Access. When I used to hear that word, I would think of a secret little route to get onto the highway quicker. Access. It’s like a special privilege, right? When a doctor gives me their cell phone number and tells me that I have access to them 24/7, I feel pretty privileged. We all want access. When cancer struck our family and chose our then 7-year-old son, Griffin, as its victim, my husband and I quickly realized that we were not in control of anything any longer. The extreme assault of tests, scans and needles that came at Griffin caught us all off guard, specifically the IV.
When we heard the words from Griffin’s oncologist that they were “going to place a port” — hit pause for a moment please, that verbiage right there is deceiving — it sounded so gentle and unassuming.
They were going to “place a port access in his chest so that they wouldn’t need to use an IV going forward,” and we thought this was going to be a good thing. We told Griffin how great this port was. We told him how there would be no more needle sticks in his arm for an IV. We sold him on this port big time!
The problem was that neither Kurt nor I knew a darn thing about cancer or accessing ports. No, there would be no more needle sticks in the arm. Those were now replaced with needle sticks in Griff’s chest. The sheer terror that would come over this child when he saw those needles that needed to go into his chest was like nothing I have ever seen before. It would take us hours to get him “accessed.”

## Questions to answer
a – Output the part of the passage about Griffin's port starting at "When we heard" and ending at "port big time!", word for word.
b – According to the passage about Griffin's port, why did the parents at first expect the port to be a good thing for Griffin? Answer in one to three sentences.
c – Take the passage about Griffin's port further, picking up after its last sentence.
The data after this point comes from a different source than the passage about Griffin's port.

## Data records
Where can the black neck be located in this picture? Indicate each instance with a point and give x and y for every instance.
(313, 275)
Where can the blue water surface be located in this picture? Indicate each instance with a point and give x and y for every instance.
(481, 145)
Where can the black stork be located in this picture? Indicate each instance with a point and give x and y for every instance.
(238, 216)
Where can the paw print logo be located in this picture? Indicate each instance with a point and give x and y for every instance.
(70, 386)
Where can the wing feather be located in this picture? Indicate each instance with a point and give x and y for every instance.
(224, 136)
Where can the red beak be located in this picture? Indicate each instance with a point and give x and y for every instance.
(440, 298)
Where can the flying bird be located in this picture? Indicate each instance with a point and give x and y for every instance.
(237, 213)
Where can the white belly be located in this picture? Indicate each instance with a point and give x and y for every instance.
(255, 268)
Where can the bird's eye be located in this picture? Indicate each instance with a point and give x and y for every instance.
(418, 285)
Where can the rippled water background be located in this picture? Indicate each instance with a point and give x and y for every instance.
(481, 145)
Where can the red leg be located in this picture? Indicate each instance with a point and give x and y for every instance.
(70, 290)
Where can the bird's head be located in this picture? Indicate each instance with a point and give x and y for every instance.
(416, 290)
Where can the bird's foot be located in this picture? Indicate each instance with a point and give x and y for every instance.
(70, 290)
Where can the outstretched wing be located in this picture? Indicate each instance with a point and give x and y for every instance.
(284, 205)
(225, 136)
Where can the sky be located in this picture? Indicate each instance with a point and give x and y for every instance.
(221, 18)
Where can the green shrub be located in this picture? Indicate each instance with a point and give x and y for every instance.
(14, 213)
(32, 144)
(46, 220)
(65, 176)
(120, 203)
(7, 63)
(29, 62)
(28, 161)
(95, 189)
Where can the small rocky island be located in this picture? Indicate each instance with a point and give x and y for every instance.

## Written answers
a –
When we heard the words from Griffin’s oncologist that they were “going to place a port” — hit pause for a moment please, that verbiage right there is deceiving — it sounded so gentle and unassuming.
They were going to “place a port access in his chest so that they wouldn’t need to use an IV going forward,” and we thought this was going to be a good thing. We told Griffin how great this port was. We told him how there would be no more needle sticks in his arm for an IV. We sold him on this port big time!

b – The oncologist told them the port would be placed in Griffin's chest so that an IV would no longer be needed. They took this to mean no more needle sticks in his arm.

c –
He would scream in fear. He would beg us, through tears, to give him more time. His body would literally come off of the table with superhuman strength. We, as his parents, felt heartbroken, defeated, angry, helpless…exhausted.
Griffin wouldn’t succumb either. No length of time would allow for his mind to accept those needles going into his chest. We literally had to pin him down. Myself on one side, Kurt on the other and my dad on Griff’s feet with tears streaming down each of our faces. We felt like monsters, torturing our son.
What is a port access?
An IV access port is a device used to give treatments and take blood. The port is a small container that is placed under the child’s skin, usually in his or her upper chest. To access a port, doctors and nurses stick a needle into the child’s chest, like pushing a tack into a bulletin board.
Griffin would continue to cry after the access, but his tears were full of sadness—not anger, not fear, but sadness. He would tell us that he was sorry and ask forgiveness for his behavior. This happened weekly for months. Then one day, Griffin needed to be de-accessed. I was exhausted simply anticipating the event. Griffin’s nurse that day was Andrew.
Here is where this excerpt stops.